◆ **Exercise prompt**: Transcribe the listing below without alteration, beginning at the line that contains "Your objective: find every beige" and continuing through the final line of the listing, both ends included.

◆ **Task inputs**:
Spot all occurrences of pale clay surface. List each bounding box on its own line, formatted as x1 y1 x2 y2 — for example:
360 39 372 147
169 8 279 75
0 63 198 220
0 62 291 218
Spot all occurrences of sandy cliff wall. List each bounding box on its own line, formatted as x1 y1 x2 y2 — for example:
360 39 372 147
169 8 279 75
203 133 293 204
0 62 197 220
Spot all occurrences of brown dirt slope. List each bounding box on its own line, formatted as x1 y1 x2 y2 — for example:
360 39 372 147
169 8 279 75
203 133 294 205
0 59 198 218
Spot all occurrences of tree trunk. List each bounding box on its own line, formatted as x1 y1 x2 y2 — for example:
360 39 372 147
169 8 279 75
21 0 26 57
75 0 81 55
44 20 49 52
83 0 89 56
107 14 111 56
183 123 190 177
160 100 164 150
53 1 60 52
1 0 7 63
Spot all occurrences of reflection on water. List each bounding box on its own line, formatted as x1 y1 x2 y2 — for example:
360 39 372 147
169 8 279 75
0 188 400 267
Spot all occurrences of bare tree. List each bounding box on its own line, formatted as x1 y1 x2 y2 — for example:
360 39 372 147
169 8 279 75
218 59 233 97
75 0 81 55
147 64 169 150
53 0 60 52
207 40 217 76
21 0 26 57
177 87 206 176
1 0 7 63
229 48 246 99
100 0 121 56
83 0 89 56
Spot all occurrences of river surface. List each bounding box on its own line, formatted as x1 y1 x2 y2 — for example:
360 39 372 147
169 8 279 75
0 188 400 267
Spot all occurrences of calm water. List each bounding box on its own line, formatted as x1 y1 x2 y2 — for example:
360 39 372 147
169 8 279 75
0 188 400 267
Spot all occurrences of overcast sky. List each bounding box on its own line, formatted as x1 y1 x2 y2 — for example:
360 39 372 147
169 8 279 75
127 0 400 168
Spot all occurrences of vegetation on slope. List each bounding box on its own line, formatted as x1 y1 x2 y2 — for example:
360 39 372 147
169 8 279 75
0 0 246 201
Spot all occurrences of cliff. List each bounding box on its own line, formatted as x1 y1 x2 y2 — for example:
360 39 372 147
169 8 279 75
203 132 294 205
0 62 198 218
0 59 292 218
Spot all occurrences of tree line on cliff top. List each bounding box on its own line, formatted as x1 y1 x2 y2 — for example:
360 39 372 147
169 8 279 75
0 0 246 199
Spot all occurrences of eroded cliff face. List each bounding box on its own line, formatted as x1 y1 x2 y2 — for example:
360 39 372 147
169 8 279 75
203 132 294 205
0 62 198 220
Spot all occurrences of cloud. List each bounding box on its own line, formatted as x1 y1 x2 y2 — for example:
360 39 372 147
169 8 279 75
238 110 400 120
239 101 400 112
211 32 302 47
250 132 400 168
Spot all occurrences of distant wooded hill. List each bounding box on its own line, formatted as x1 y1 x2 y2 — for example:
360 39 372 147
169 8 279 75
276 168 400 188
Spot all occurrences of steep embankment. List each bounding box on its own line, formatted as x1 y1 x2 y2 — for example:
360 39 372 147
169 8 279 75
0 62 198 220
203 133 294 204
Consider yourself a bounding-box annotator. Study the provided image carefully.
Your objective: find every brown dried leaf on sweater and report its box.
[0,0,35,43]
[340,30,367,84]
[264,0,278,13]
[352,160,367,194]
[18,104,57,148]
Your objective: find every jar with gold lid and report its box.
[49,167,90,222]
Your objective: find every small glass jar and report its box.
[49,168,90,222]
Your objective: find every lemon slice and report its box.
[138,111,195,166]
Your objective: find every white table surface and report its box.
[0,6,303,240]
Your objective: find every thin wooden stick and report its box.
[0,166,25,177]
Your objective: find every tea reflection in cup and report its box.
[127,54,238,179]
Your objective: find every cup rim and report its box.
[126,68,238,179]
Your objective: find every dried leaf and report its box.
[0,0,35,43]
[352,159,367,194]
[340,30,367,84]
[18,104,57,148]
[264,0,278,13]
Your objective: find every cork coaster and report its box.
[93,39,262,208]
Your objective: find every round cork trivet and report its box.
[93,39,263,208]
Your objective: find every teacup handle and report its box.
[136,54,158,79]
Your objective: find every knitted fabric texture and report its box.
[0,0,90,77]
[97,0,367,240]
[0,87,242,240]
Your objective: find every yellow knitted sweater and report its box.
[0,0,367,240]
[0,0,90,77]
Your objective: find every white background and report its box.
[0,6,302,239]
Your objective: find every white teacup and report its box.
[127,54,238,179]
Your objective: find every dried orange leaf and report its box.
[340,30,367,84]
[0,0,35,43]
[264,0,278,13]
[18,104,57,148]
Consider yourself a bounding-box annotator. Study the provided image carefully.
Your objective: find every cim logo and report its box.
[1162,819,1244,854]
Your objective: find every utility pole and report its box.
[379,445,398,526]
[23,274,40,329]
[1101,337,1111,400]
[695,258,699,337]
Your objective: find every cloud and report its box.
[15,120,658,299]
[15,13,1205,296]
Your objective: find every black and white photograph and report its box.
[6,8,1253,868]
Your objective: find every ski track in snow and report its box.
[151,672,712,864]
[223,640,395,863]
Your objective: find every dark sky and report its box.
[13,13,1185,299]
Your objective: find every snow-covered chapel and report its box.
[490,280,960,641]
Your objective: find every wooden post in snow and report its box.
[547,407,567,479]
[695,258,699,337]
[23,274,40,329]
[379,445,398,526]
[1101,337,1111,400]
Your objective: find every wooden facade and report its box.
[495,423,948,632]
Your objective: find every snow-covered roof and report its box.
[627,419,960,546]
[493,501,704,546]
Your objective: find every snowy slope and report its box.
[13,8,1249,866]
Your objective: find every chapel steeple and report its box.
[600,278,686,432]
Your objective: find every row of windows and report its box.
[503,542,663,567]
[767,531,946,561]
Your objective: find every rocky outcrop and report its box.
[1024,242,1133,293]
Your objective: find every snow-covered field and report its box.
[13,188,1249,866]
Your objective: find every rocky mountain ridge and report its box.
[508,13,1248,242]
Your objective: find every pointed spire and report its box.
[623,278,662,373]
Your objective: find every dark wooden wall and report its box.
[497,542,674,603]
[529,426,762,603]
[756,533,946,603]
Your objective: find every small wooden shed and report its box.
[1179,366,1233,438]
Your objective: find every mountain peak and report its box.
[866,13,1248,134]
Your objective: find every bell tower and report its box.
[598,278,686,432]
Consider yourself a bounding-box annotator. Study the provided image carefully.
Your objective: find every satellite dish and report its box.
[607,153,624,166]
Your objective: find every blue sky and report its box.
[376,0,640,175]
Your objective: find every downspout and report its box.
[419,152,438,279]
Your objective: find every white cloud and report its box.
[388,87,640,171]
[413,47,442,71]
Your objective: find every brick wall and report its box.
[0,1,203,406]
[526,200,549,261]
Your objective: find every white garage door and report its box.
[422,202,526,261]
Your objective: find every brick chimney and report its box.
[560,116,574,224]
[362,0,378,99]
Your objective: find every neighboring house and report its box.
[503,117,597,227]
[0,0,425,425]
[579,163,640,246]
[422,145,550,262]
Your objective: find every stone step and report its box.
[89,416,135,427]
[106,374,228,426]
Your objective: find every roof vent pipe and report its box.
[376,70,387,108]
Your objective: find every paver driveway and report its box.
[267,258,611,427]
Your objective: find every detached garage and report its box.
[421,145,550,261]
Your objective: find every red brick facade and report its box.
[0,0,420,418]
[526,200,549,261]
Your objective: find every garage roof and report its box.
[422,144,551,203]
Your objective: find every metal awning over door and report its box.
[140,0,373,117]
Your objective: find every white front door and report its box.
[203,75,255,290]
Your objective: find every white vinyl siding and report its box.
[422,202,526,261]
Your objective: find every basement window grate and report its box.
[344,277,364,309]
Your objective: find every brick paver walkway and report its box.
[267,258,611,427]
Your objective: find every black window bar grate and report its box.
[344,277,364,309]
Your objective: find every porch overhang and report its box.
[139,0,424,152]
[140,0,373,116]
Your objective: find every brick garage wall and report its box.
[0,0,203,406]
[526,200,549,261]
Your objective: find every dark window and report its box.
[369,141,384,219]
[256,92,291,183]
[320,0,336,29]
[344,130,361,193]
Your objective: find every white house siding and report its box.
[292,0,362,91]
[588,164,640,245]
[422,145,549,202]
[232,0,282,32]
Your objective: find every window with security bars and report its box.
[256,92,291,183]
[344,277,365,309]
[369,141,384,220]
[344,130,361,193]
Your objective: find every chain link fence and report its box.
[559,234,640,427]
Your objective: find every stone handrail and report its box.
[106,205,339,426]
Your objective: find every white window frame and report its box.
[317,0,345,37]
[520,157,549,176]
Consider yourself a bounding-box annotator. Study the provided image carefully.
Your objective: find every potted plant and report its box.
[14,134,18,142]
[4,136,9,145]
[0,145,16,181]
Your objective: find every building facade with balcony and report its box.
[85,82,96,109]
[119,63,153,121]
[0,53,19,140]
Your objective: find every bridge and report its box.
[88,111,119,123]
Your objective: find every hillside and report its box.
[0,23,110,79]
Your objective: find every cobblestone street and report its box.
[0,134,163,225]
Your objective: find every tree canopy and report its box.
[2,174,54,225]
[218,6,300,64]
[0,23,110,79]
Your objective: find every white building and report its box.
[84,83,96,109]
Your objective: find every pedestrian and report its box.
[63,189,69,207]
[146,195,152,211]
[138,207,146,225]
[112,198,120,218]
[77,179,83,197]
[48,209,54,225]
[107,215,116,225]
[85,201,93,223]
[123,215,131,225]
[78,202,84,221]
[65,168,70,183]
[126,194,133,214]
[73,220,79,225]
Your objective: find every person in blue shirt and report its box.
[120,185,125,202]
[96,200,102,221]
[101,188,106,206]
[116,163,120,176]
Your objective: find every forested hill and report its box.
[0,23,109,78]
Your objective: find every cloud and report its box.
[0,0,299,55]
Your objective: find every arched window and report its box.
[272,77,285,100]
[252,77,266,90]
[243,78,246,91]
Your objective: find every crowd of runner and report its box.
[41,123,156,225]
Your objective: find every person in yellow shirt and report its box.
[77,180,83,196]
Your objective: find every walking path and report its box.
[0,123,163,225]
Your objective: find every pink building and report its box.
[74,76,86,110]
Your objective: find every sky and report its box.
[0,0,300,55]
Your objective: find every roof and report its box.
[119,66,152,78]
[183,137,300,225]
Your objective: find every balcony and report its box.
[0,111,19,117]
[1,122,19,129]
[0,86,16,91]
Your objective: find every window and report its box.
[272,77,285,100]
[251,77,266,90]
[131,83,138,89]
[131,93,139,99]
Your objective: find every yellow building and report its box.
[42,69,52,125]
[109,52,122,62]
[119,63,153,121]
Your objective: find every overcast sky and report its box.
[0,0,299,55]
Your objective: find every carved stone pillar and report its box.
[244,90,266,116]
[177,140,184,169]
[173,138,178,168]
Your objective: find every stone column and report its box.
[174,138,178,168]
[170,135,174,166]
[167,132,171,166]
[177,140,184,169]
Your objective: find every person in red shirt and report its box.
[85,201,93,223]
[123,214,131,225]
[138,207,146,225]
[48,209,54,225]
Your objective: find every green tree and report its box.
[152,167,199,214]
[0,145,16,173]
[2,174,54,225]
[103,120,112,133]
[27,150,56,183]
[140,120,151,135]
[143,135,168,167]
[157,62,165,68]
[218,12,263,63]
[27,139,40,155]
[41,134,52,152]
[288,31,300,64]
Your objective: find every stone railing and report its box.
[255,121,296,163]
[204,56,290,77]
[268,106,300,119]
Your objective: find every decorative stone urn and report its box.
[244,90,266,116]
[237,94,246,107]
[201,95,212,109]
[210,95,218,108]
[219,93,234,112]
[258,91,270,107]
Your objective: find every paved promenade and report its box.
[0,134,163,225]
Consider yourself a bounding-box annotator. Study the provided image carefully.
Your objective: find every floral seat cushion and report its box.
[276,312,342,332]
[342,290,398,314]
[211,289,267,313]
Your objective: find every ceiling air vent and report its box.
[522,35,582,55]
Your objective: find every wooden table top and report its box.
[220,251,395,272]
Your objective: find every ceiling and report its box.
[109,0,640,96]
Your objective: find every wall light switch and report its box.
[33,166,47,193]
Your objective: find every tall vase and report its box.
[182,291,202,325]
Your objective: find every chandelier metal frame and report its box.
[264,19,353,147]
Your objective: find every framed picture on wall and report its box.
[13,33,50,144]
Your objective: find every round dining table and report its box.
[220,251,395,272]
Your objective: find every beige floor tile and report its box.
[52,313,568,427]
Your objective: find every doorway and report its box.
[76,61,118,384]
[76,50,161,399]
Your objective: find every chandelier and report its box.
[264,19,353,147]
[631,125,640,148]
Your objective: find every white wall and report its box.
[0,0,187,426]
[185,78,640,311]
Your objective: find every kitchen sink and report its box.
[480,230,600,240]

◆ **Solved problem**:
Your objective: find every beige floor tile and report its box.
[52,313,568,427]
Your objective: find every doorway and report its box.
[76,61,118,384]
[76,50,161,399]
Your objective: find every chandelier and report its box.
[264,19,353,147]
[631,125,640,148]
Your objective: find every white wall and report its box.
[0,0,187,426]
[185,78,640,311]
Your objective: find every kitchen sink and report its box.
[480,230,600,240]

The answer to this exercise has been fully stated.